Starting with the line that contains "[spot] the person's", write out each line through the end of the listing, unchanged. Output nothing else.

[Begin Given data]

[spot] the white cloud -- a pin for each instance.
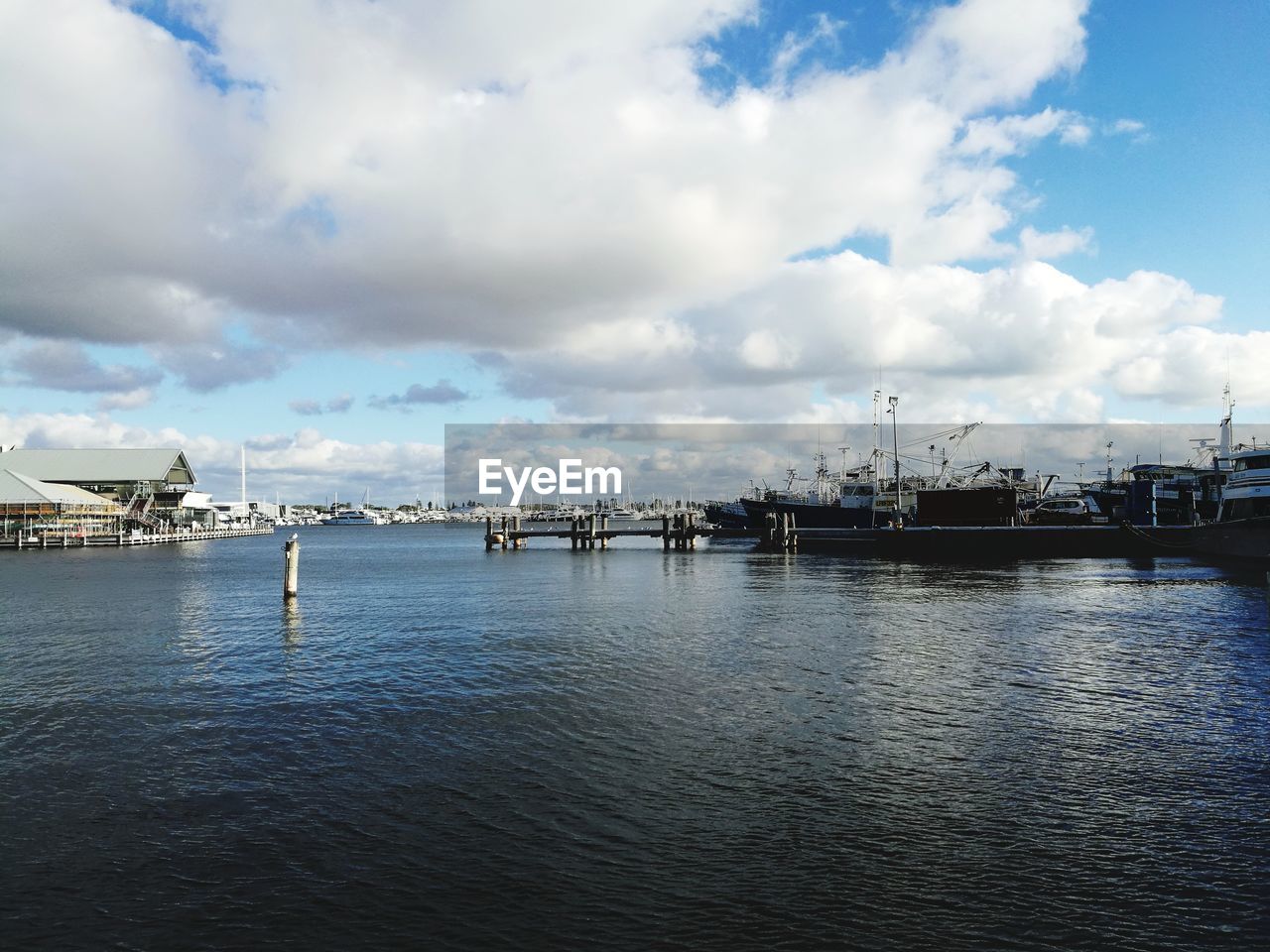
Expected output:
(1044, 245)
(564, 194)
(395, 173)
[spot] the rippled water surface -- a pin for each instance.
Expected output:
(444, 748)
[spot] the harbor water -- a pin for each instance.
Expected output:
(437, 747)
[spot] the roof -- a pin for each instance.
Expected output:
(17, 489)
(167, 465)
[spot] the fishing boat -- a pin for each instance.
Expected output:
(1242, 527)
(352, 517)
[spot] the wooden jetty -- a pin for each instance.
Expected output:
(935, 542)
(679, 532)
(131, 537)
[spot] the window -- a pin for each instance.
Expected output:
(1252, 462)
(1246, 508)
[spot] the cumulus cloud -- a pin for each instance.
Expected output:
(568, 198)
(67, 366)
(220, 363)
(1046, 245)
(394, 173)
(440, 394)
(1043, 344)
(1135, 130)
(316, 408)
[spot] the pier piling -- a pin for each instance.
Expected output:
(291, 569)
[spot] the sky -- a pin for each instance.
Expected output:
(325, 229)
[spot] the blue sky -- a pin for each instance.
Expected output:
(695, 212)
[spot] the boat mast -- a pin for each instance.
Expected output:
(894, 431)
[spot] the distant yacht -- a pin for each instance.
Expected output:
(352, 517)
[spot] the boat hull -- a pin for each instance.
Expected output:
(810, 516)
(1234, 538)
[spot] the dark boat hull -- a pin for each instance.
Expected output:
(955, 543)
(725, 518)
(808, 516)
(1234, 538)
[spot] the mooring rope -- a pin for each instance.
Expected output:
(1152, 539)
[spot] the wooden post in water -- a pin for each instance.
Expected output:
(291, 567)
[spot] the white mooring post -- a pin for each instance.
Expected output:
(291, 567)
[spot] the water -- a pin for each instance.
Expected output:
(444, 748)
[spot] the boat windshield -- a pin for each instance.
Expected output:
(1252, 462)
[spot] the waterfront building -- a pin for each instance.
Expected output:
(26, 502)
(151, 486)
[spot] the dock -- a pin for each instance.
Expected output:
(132, 537)
(679, 532)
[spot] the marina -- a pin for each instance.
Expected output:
(581, 752)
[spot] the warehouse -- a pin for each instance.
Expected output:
(28, 504)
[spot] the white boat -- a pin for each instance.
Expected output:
(353, 517)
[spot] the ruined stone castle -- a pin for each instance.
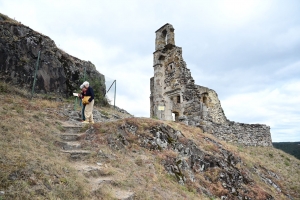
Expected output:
(175, 96)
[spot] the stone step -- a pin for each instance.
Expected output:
(68, 145)
(77, 154)
(70, 136)
(72, 128)
(122, 194)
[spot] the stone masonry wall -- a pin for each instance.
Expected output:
(174, 93)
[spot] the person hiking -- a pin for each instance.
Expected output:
(88, 111)
(81, 96)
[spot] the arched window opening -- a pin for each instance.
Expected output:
(164, 34)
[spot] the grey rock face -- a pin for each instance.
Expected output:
(58, 72)
(188, 160)
(175, 96)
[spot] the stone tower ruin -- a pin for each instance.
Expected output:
(175, 96)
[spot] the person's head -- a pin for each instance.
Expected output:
(86, 84)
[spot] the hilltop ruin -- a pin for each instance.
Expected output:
(175, 96)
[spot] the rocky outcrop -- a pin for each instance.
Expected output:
(210, 169)
(58, 72)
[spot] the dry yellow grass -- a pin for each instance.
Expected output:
(32, 167)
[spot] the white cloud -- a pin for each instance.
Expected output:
(277, 107)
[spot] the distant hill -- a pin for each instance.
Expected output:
(292, 148)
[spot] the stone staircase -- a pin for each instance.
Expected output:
(70, 143)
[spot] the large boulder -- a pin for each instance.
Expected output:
(58, 72)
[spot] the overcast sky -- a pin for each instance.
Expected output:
(247, 51)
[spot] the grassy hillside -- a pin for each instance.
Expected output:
(32, 166)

[End Given data]

Exercise answer.
[spot] the person's head -- a pin for each instance.
Expected output:
(86, 84)
[spot] the hilltop ruin -- a pin for each instance.
Expected output:
(175, 96)
[spot] the rocky outcrop -- a pin for each instance.
Expected output:
(210, 169)
(58, 72)
[spot] the dry yellow grass -- a pin for each instance.
Expected output:
(32, 167)
[spot] the white cloud -- a pin for each instance.
Expected output:
(277, 107)
[spot] the distant hill -- a pin for each instance.
Expected output:
(292, 148)
[spot] the stone staircase -- a pin for each instance.
Expected output:
(70, 143)
[spot] the large boulder -- a pin for each instance.
Expected output:
(58, 72)
[spot] the overcast sky -- a pin for each instance.
Expected output:
(247, 51)
[spot] the grassy hillside -- a pin for each instance.
Expected output:
(32, 166)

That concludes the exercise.